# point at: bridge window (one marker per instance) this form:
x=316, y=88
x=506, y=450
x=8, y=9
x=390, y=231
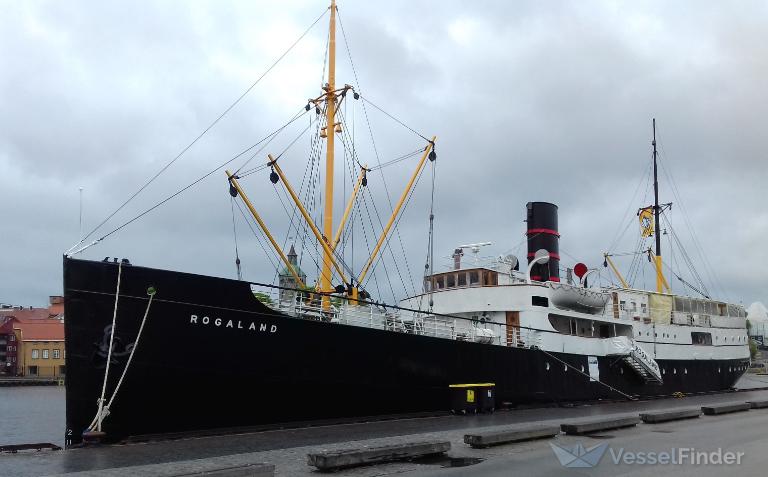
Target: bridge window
○ ○ ○ ○ ○
• **Task to complete**: The entries above should be given again exactly, minus any pictures.

• **Reply**:
# point at: bridge window (one marker per instance) this form:
x=316, y=88
x=506, y=450
x=8, y=9
x=390, y=231
Target: bridge window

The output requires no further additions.